JOB 1: Output the goat fencing text in full, word for word.

Start of PASSAGE

Stay away from high tensile fence for goats even if you put a charge on it.
#1 it requires Very solid anchor points, corner post braces, post set in concrete.
#2 6 stands and fiddle sting tight with all the electrical insulators required in every wire.
#3 Goats can not see a wire that fine and if spooked and run into it will slice them up. 
I have seen horses with very bad cuts from high tensile wire fence. 
They can not see it and run into it, not as bad a barbed wire fence but bad enough.
#4 Use a product from Horseguard.com called Bi-Polar tape fencing. 
It was developed for sheep and is electric fence that carries both hot and ground side on the same ribbon, 1 1/2 wide so it can be seen by stock even at night.
It is very durable and suitable for main line fencing dose need to be kept tensioned like any good fence but NOT the major requirement that HT wire or woven wire require.

End of PASSAGE
Start of RECORDS FOR THIS EXERCISE

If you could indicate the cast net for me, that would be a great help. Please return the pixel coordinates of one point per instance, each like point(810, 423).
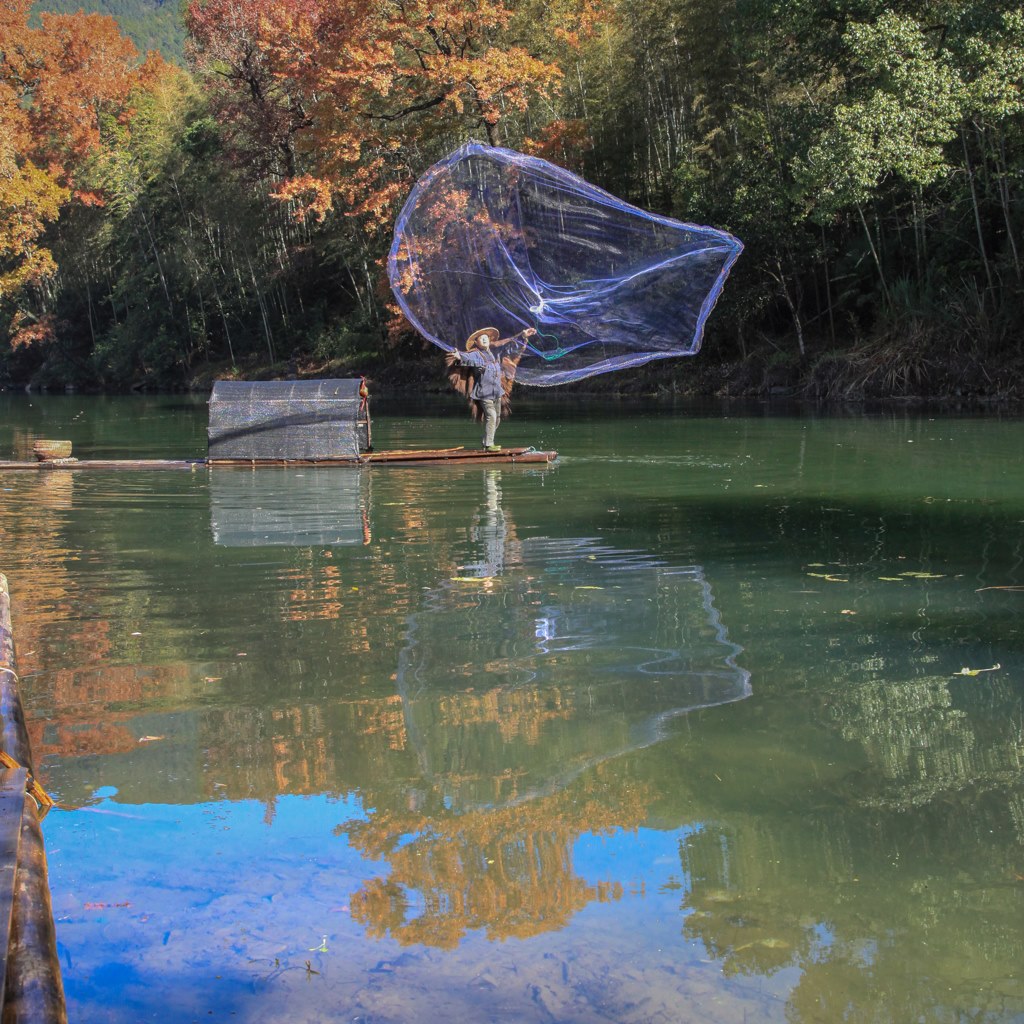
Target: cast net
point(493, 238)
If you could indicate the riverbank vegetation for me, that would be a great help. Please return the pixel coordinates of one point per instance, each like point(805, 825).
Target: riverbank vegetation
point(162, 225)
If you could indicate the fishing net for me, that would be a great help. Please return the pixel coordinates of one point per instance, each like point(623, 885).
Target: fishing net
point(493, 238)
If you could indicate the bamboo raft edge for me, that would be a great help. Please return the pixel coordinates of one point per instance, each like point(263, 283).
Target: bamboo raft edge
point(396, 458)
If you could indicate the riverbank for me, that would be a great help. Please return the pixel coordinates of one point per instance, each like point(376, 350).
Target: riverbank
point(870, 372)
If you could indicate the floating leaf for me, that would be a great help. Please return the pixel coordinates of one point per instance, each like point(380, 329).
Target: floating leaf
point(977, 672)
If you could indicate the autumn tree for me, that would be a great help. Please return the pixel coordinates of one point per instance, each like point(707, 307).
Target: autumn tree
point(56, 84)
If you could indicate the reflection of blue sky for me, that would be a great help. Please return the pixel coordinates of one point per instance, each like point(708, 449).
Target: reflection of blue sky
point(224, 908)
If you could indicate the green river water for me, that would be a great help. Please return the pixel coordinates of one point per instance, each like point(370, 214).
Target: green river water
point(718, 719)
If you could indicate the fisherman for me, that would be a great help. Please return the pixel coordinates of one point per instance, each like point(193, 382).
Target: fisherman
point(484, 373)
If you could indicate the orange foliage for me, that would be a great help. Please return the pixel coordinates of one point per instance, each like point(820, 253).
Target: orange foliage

End of RECORDS FOR THIS EXERCISE

JOB 2: Express the lines of the records as a JSON list of strings with one string per line and no blank lines, starting at the line containing "If you could indicate the green" and ending at the line containing "point(718, 719)".

FULL SOLUTION 1:
Stay away from high tensile fence for goats even if you put a charge on it.
#1 it requires Very solid anchor points, corner post braces, post set in concrete.
#2 6 stands and fiddle sting tight with all the electrical insulators required in every wire.
#3 Goats can not see a wire that fine and if spooked and run into it will slice them up. 
I have seen horses with very bad cuts from high tensile wire fence. 
They can not see it and run into it, not as bad a barbed wire fence but bad enough.
#4 Use a product from Horseguard.com called Bi-Polar tape fencing. 
It was developed for sheep and is electric fence that carries both hot and ground side on the same ribbon, 1 1/2 wide so it can be seen by stock even at night.
It is very durable and suitable for main line fencing dose need to be kept tensioned like any good fence but NOT the major requirement that HT wire or woven wire require.

FULL SOLUTION 2:
[
  "If you could indicate the green river water for me, that would be a great help. Please return the pixel coordinates of one point per instance, each like point(370, 214).",
  "Target: green river water",
  "point(718, 719)"
]